Stated problem: Copy the following lines verbatim, without altering any wording.
## Begin Material to process
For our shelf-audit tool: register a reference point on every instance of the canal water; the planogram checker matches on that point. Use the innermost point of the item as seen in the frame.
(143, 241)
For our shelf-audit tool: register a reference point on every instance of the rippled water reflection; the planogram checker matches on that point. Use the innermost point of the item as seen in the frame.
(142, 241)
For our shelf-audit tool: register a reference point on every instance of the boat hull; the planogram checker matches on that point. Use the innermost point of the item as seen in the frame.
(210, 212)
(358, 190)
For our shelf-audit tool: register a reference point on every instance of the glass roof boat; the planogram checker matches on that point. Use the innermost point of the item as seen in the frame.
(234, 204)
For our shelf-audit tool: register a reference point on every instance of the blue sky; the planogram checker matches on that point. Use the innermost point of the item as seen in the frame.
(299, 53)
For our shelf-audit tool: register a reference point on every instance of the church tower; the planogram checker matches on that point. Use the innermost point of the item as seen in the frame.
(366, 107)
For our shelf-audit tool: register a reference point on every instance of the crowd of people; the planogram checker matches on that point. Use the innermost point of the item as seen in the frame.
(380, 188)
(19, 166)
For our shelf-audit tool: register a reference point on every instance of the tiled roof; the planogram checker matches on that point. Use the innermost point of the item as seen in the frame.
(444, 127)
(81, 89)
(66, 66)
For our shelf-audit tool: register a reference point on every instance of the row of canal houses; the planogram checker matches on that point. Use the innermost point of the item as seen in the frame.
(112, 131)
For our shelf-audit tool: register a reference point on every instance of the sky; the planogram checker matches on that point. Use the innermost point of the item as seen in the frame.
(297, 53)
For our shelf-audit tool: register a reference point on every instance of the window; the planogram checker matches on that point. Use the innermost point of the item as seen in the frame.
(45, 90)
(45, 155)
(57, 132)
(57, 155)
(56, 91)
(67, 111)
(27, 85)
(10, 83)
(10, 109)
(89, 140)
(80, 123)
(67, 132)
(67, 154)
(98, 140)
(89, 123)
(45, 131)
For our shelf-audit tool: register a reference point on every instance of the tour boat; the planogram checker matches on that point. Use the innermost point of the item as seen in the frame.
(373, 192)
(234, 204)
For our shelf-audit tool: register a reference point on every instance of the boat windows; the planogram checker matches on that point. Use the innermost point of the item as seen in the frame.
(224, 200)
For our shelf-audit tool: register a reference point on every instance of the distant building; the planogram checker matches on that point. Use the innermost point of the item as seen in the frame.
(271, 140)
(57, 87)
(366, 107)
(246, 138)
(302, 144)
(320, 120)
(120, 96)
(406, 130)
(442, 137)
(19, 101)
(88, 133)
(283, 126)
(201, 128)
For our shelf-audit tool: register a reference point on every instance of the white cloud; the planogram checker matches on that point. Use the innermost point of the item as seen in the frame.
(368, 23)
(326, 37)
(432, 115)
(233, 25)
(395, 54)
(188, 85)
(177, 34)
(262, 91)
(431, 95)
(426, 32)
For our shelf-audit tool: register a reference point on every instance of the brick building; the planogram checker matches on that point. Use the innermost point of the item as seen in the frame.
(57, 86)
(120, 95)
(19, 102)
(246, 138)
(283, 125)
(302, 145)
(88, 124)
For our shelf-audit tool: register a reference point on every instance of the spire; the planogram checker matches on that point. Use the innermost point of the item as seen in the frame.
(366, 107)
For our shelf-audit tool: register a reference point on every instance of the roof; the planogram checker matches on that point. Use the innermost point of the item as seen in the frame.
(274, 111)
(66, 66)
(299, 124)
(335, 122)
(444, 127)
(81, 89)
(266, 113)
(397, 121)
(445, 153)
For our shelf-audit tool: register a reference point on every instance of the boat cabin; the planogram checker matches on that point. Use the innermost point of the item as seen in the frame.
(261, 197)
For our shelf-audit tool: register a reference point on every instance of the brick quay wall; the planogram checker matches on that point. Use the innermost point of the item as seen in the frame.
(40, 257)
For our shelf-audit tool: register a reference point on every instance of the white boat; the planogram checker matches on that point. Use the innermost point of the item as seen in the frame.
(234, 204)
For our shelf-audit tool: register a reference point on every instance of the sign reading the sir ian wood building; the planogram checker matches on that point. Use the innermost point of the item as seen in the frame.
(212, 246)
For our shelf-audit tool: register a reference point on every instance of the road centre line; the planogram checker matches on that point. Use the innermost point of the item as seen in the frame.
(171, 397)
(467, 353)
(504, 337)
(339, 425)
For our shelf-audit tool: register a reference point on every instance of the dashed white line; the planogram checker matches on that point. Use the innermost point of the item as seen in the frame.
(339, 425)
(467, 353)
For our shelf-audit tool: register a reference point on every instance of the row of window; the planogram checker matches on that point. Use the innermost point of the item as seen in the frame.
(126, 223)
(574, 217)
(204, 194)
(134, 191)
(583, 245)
## End Material to process
Task solution:
For our shelf-audit tool: register a reference point on every instance of the canal water; the planogram checker matches on that point. Use the innermost point of the item as seen in the frame.
(143, 241)
For our shelf-audit tool: register a reference point on every instance of the rippled water reflection; the planogram checker matches on that point. Use the innermost point of the item as seen in the frame.
(142, 241)
For our shelf-audit tool: register a reference point on every instance of the boat hull; the planogram checker matches on that point. Use the innermost point of the item as seen in the frame.
(210, 212)
(358, 190)
For our shelf-audit tool: register a reference point on every instance of the glass roof boat; the planogram checker matches on that point. Use the innermost point of the item as seen in the frame.
(234, 204)
For our shelf-audit tool: register a reference point on every instance of the blue sky; the planogram checker matches on that point. Use the innermost point of the item as seen in the frame.
(299, 53)
For our shelf-audit tool: register a reference point on every instance of the church tower; the planogram checker matches on that point. Use the innermost point of the item as seen in the frame.
(366, 107)
For our shelf-audit tool: register a reference point on every instance of the crowd of people; the planogram checker matches on that point. Use the innermost point of the item as seen in the frame.
(380, 188)
(19, 166)
For our shelf-audit tool: register a reference point on every instance of the tiled roof; the planogram checker matches on that point. Use the innermost point of the item as seen in the frame.
(444, 127)
(81, 89)
(66, 66)
For our shelf-audit tool: register a reference point on every instance of the row of canal houses; the planogram checker matches on that point. Use the innermost point of the item as seen in the frame.
(112, 131)
For our shelf-audit tool: register a reference point on every instance of the sky; the planogram checker matches on that point. Use the innermost point of the item as seen in the frame.
(297, 53)
For our shelf-audit tool: register a reference point on every instance of the window; the planogram checker matches on that point. Use the innermost point of the item as seen in the frame.
(45, 90)
(45, 155)
(57, 132)
(57, 155)
(56, 91)
(67, 111)
(27, 85)
(10, 83)
(10, 109)
(89, 140)
(80, 123)
(67, 132)
(67, 154)
(98, 140)
(89, 123)
(45, 131)
For our shelf-audit tool: register a reference point on every instance of the tour boat; the planogram checker matches on that point. Use the innermost point of the item as seen in the frame.
(373, 192)
(234, 204)
For our shelf-audit tool: register a reference point on every instance of the boat windows; the planogram checker matches on that point. Use the innermost point of the item as seen in the frame.
(224, 200)
For our shelf-audit tool: register a reference point on every instance of the distant building; the planogram checker matches on that point. Use the innermost point of the item as seen in the frame.
(271, 140)
(57, 87)
(366, 107)
(246, 138)
(302, 144)
(320, 120)
(120, 96)
(406, 130)
(442, 137)
(19, 101)
(88, 133)
(283, 126)
(201, 128)
For our shelf-audit tool: register a reference point on every instance of the white cloud; the planogram checker matches on that point. Use the innermost point of the item as seen in the frame.
(368, 23)
(326, 37)
(432, 115)
(233, 25)
(395, 54)
(188, 85)
(177, 34)
(262, 91)
(431, 95)
(426, 32)
For our shelf-audit tool: register a reference point on every instance of the brick building; the planogram checker matches on that point. Use the innermost point of the item as seen in the frame.
(57, 86)
(120, 95)
(19, 102)
(246, 138)
(283, 125)
(302, 145)
(88, 124)
For our shelf-audit tool: register a reference point on every instance of the spire; the planogram checker matches on that point. Use the innermost point of the item as seen in the frame.
(366, 107)
For our shelf-audit tool: register a reference point on every instance of the roof; the planogram checker matches on that point. Use the innermost point of the item as seen in the frame.
(274, 111)
(66, 66)
(299, 124)
(335, 122)
(444, 127)
(81, 89)
(266, 113)
(397, 121)
(445, 153)
For our shelf-audit tool: register a reference point on every instance of the boat cabin; the planogram checker matches on that point. Use the innermost point of the item as seen in the frame.
(261, 197)
For our shelf-audit tool: register a reference point on every instance of the brick quay wall; the planogram checker matches on that point. Use the innermost point of the item as seen in the frame.
(40, 257)
For our shelf-audit tool: register a reference point on every instance of the white boat; the planogram checker matches on that point. Use the innermost point of the item as seen in the frame.
(234, 204)
For our shelf-audit tool: register a reference point on every instance of the sign reading the sir ian wood building; the planogram checker matches on that point. Use the innermost point of the item as seen in the frame.
(212, 246)
For our shelf-audit tool: register a reference point on every instance of the road centre line; the planogram checker matches on that point. Use the innermost point of the item as seen in the frame.
(171, 397)
(467, 353)
(504, 337)
(339, 425)
For our shelf-audit tool: register a reference point on every instance of the dashed white line; the planogram checker matches on that point. Use the innermost point of the item as seen in the frame.
(339, 425)
(467, 353)
For our shelf-audit tool: register a reference point on every instance of the row of window; the planogram checker matches on that point. Use the innermost point of the item as seen in the frame.
(126, 223)
(574, 217)
(204, 194)
(134, 191)
(583, 245)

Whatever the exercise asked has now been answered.